* _Task statement_:
Count the lines in the data below that contain the string "rectangular", treating uppercase and lowercase as different. Give only the number.
==== Given data ====
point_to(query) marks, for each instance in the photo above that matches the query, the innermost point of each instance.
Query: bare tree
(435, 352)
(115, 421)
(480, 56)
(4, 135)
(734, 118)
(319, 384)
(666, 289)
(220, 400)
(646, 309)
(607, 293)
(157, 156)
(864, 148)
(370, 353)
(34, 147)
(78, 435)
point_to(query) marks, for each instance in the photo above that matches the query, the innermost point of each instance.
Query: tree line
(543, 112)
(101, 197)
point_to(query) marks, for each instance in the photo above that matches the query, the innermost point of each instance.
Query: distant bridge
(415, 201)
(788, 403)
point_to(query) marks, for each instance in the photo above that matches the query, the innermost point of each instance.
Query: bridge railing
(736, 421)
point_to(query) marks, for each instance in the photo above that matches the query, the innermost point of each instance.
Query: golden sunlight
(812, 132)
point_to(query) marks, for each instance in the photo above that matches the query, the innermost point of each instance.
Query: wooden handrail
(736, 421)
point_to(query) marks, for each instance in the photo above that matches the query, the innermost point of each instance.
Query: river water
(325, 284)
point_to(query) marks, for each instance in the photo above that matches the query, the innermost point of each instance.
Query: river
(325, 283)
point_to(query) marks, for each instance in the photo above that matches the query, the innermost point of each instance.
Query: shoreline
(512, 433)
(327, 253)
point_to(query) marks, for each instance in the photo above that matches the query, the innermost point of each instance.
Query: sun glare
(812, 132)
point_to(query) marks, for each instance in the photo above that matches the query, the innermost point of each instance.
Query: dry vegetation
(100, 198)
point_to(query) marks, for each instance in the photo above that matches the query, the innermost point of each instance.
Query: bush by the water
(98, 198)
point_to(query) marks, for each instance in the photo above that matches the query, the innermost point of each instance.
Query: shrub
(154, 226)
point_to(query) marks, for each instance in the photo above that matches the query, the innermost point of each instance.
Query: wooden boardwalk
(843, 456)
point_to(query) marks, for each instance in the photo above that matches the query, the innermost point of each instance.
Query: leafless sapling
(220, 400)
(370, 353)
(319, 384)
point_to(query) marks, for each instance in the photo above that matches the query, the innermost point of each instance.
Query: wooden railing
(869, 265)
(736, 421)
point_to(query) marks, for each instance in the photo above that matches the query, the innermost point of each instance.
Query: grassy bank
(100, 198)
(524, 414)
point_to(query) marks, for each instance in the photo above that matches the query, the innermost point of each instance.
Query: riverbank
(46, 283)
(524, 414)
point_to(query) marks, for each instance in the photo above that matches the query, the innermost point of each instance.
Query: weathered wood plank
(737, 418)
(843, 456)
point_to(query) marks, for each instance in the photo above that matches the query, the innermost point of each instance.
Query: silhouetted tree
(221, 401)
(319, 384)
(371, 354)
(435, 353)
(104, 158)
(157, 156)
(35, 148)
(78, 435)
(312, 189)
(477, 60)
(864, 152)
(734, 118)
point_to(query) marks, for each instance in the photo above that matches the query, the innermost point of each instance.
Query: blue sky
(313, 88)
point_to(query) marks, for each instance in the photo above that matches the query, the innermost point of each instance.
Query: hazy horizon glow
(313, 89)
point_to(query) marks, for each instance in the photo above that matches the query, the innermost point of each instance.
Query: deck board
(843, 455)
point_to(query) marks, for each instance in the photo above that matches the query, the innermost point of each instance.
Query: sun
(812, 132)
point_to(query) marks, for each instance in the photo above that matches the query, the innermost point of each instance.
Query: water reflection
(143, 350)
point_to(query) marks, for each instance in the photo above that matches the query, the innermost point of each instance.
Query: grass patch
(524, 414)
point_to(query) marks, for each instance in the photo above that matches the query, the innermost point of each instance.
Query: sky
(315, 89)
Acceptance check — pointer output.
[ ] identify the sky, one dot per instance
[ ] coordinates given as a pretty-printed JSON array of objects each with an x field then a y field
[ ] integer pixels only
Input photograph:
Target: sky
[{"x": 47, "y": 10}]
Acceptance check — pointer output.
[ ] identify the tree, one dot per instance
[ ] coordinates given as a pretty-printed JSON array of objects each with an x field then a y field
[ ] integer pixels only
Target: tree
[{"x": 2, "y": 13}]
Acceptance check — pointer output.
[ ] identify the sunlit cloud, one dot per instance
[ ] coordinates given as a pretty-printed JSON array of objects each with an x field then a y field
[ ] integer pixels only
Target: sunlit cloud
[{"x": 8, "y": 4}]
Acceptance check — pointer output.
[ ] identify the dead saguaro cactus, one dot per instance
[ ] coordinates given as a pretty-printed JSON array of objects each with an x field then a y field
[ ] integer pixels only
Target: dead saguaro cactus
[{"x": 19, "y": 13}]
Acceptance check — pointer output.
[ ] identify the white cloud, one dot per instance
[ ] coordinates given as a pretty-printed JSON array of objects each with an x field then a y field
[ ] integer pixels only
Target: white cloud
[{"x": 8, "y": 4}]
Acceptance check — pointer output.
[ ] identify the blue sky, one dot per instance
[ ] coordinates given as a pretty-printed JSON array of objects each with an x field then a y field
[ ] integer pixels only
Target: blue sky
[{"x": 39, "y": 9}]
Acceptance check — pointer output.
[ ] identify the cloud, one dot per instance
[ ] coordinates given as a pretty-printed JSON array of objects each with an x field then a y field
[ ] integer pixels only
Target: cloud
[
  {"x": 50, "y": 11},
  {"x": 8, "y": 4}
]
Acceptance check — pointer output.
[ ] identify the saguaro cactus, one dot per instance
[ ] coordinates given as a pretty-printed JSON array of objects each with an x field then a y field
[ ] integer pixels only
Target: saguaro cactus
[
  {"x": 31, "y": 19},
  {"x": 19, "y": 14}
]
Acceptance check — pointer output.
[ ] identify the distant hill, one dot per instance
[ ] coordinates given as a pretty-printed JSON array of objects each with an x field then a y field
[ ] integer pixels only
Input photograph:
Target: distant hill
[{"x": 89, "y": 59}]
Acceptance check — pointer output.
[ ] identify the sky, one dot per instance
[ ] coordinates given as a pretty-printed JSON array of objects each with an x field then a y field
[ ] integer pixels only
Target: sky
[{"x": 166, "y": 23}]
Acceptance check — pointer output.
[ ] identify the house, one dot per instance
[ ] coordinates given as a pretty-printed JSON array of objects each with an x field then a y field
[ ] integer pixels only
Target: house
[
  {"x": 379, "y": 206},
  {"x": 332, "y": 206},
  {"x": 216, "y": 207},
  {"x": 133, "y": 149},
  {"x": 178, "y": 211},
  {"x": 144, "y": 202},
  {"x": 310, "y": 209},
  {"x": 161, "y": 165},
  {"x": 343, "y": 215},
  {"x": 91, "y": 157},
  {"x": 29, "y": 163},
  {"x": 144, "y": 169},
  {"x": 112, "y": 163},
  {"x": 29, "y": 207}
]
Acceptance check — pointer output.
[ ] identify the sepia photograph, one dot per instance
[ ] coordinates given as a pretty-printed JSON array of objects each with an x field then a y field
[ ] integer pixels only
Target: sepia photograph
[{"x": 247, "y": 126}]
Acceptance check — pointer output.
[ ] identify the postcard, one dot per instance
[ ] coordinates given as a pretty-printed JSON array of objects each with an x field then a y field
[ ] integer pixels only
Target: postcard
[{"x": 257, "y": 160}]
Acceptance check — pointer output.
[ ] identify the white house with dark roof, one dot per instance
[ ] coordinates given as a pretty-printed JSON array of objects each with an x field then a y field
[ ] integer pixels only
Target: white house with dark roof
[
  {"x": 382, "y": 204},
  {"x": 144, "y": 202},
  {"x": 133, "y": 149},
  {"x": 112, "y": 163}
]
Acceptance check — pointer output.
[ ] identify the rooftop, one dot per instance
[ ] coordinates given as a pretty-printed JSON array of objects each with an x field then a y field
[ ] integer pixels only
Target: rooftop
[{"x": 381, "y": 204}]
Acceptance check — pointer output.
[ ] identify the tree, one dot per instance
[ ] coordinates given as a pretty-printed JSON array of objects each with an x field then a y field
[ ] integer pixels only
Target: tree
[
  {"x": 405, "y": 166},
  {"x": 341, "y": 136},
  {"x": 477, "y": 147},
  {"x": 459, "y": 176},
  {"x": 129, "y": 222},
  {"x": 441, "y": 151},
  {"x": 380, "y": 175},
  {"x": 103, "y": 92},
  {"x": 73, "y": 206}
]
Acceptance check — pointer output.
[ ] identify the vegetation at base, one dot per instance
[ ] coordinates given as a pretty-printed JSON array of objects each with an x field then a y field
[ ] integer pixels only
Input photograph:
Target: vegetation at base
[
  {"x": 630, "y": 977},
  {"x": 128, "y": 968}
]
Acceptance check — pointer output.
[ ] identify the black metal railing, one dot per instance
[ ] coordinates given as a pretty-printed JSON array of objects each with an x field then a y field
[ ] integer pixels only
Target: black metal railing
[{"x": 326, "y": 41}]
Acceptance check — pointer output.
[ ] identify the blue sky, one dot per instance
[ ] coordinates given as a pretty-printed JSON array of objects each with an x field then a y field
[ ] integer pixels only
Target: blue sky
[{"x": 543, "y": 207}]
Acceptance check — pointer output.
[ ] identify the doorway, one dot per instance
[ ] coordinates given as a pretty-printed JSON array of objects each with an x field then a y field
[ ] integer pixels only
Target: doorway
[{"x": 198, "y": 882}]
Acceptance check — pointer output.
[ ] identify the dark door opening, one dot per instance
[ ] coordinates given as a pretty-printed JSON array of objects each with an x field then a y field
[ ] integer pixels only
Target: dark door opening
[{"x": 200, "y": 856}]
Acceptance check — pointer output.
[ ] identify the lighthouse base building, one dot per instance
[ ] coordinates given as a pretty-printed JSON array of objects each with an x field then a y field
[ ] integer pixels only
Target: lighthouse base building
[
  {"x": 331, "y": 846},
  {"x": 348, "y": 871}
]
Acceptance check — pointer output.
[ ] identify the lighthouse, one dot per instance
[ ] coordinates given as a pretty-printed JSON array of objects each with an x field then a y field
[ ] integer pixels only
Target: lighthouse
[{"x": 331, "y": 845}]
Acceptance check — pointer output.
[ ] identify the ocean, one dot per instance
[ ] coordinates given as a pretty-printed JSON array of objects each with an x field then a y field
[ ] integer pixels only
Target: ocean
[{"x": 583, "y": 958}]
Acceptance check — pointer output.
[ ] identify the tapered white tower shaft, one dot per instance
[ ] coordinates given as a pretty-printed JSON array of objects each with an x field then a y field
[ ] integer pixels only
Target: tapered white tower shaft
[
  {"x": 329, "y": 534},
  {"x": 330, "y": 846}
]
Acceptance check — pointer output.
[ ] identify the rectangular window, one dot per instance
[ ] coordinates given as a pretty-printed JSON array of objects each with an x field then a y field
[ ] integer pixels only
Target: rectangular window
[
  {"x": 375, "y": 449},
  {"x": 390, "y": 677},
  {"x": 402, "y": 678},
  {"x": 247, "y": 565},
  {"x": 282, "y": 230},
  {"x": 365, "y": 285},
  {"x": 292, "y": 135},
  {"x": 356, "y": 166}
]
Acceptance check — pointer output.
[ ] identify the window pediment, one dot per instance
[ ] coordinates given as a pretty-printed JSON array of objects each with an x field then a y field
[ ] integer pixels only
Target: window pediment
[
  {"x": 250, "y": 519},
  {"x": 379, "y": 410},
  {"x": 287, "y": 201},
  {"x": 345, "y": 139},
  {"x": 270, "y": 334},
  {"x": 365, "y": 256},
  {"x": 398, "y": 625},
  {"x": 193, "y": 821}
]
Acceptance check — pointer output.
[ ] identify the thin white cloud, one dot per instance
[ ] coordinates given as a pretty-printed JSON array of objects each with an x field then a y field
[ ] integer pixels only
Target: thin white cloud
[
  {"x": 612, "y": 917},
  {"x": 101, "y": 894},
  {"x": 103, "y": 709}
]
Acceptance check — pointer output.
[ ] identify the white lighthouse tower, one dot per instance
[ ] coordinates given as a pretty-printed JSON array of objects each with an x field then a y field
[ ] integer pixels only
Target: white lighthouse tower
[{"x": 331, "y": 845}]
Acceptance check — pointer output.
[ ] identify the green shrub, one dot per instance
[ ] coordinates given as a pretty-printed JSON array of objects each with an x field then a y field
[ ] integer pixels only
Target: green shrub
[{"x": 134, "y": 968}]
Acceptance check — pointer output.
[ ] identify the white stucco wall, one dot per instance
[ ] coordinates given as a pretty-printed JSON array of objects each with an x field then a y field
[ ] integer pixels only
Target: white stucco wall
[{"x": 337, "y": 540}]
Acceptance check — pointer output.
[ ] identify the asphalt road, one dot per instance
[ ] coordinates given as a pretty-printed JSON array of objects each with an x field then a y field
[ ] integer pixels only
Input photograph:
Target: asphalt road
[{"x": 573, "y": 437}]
====
* _Output of the task_:
2